*** Data to examine Section Begins ***
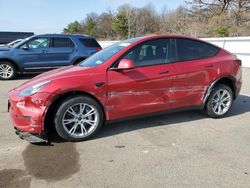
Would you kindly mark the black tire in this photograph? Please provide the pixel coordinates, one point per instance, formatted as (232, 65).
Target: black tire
(62, 111)
(209, 105)
(11, 67)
*** Data to examine Section Ends ***
Nothing but the pictures should be left out when the listing above is transcribed.

Task response:
Would you kindly mark the black tire in this photograph? Please provide the pixel coordinates, one point per instance, formatted as (232, 65).
Target: black tire
(62, 111)
(209, 105)
(11, 67)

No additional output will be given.